Files
git.stella-ops.org/docs/features/unchecked/orchestrator/slo-burn-rate-computation-and-alert-budget-tracking.md

2.6 KiB

SLO Burn-Rate Computation and Alert Budget Tracking

Module

Orchestrator

Status

IMPLEMENTED

Description

SLO burn-rate computation for orchestrator operations with configurable alert budgets, enabling proactive capacity and reliability management.

Implementation Details

  • Modules: src/Orchestrator/StellaOps.Orchestrator/StellaOps.Orchestrator.Core/SloManagement/, src/Orchestrator/StellaOps.Orchestrator/StellaOps.Orchestrator.Core/Domain/
  • Key Classes:
    • BurnRateEngine (src/Orchestrator/StellaOps.Orchestrator/StellaOps.Orchestrator.Core/SloManagement/BurnRateEngine.cs) - computes SLO burn rate from error budget consumption over rolling windows (1h, 6h, 24h, 30d)
    • Slo (src/Orchestrator/StellaOps.Orchestrator/StellaOps.Orchestrator.Core/Domain/Slo.cs) - SLO entity with target (e.g., 99.9%), error budget, and current burn rate
    • SloEndpoints (src/Orchestrator/StellaOps.Orchestrator/StellaOps.Orchestrator.WebService/Endpoints/SloEndpoints.cs) - REST API for SLO queries and burn rate dashboards
    • IncidentModeHooks (src/Orchestrator/StellaOps.Orchestrator/StellaOps.Orchestrator.Core/Observability/IncidentModeHooks.cs) - activates incident mode when burn rate exceeds alert thresholds
    • OrchestratorGoldenSignals (src/Orchestrator/StellaOps.Orchestrator/StellaOps.Orchestrator.Infrastructure/Observability/OrchestratorGoldenSignals.cs) - provides underlying error/latency data for SLO computation
    • ScaleMetrics (src/Orchestrator/StellaOps.Orchestrator/StellaOps.Orchestrator.Core/Scale/ScaleMetrics.cs) - metrics feeding SLO saturation signals
  • Interfaces: None (uses concrete implementations)

=== Records provided ===
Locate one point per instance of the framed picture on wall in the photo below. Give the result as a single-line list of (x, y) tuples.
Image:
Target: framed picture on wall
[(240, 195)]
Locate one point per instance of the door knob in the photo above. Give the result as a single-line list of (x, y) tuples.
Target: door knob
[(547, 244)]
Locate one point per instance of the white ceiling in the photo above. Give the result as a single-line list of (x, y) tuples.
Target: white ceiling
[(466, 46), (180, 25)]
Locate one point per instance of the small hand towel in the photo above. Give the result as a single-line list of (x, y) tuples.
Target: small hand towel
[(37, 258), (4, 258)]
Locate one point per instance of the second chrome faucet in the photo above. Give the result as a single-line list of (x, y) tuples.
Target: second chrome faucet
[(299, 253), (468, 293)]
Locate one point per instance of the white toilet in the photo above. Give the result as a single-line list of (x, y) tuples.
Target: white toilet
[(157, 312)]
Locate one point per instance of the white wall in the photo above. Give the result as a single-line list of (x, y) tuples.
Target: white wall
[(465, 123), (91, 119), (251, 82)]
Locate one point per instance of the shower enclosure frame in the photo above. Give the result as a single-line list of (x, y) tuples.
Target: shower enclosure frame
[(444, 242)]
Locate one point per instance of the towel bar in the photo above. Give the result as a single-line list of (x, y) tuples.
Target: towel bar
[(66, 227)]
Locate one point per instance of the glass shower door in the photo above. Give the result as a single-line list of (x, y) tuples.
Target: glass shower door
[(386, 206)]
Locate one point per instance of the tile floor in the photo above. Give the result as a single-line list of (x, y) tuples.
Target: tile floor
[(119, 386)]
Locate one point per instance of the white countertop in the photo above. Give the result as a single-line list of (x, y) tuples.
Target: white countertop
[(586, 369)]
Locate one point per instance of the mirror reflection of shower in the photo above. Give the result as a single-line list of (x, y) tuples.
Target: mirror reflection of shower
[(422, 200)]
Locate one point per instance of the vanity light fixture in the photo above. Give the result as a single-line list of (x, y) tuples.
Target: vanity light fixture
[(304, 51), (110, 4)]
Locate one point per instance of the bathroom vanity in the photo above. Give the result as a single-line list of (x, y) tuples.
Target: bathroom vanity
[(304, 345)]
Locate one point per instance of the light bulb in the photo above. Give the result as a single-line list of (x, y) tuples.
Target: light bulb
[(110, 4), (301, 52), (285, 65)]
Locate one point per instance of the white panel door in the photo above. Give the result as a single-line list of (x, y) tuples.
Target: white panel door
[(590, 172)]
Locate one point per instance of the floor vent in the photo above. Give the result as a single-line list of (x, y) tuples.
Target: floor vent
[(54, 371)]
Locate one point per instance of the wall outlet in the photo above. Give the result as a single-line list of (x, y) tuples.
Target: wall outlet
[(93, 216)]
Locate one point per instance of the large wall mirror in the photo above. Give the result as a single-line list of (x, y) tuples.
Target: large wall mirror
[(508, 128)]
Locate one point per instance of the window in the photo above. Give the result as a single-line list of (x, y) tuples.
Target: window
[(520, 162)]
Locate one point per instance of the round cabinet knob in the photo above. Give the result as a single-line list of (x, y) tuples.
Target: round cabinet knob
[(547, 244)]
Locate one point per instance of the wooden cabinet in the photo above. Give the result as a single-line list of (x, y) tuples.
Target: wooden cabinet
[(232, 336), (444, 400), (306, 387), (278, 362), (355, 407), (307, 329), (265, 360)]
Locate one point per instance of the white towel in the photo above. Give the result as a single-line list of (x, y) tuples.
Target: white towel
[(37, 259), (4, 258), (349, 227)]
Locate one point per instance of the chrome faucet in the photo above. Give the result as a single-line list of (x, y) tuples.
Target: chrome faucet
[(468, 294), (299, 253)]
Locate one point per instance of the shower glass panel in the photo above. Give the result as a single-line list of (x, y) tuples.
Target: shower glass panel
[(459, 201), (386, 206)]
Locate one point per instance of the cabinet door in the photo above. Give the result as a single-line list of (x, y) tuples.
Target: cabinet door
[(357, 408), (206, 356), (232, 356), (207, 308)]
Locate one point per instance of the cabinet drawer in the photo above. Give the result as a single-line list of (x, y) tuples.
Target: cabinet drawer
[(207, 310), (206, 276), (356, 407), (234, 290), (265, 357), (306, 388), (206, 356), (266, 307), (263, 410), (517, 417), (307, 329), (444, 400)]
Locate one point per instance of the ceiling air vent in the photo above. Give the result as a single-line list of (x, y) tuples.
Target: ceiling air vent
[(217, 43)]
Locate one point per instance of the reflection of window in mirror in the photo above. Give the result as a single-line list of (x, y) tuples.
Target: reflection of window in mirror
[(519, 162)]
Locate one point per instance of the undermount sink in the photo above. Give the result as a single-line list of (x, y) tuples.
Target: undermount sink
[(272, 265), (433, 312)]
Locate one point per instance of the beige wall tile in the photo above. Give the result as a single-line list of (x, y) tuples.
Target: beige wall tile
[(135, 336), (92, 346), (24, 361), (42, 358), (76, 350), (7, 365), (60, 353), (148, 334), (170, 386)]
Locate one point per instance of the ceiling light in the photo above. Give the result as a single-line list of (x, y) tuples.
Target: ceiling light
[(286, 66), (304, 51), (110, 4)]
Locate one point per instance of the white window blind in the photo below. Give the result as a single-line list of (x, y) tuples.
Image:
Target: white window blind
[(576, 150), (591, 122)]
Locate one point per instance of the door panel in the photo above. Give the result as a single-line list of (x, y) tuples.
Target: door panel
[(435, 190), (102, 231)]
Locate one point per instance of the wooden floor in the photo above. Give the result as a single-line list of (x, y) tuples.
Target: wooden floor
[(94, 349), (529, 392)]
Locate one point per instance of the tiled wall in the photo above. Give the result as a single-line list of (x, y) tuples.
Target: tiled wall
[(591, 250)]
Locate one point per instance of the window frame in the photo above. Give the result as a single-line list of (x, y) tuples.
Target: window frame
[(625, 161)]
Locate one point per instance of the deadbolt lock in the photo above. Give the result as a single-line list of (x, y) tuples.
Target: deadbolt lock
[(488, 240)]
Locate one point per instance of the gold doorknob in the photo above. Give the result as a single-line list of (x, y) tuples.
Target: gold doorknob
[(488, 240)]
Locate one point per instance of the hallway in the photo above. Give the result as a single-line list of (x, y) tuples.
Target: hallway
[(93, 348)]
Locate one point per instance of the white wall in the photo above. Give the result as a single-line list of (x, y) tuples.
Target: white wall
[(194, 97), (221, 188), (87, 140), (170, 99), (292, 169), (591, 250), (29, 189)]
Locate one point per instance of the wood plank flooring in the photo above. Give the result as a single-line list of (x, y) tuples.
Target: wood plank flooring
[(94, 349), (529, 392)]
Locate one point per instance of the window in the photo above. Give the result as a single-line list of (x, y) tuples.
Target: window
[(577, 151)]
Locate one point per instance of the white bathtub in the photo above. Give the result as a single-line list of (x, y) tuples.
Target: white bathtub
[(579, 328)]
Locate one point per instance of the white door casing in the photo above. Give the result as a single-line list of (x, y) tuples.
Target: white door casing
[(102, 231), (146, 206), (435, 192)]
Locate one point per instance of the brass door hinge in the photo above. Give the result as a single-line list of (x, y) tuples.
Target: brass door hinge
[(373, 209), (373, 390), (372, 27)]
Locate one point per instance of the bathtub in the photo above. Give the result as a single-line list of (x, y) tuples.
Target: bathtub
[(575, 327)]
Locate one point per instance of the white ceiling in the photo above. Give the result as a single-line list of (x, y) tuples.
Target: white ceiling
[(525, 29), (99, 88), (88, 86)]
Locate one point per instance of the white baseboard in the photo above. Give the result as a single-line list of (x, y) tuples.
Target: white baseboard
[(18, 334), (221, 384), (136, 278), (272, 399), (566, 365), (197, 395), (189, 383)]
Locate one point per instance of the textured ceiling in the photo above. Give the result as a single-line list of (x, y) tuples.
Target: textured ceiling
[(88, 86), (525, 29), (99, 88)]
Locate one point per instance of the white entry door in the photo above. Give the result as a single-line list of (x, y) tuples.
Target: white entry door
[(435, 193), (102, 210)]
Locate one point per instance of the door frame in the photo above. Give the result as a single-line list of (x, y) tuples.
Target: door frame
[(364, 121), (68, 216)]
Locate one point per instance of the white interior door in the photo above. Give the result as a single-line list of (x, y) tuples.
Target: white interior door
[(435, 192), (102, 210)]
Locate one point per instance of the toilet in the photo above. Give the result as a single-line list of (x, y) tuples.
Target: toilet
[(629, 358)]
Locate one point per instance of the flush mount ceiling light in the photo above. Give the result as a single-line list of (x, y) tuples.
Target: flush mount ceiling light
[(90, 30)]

=== Requirement ===
Recast the paragraph beginning "SLO burn-rate computation for orchestrator operations" from the feature page on SLO burn-rate tracking above as a short bulleted list that keeps its main facts.

=== Solved problem ===
- Computes SLO burn rate for orchestrator operations
- Uses configurable alert budgets
- Enables proactive capacity and reliability management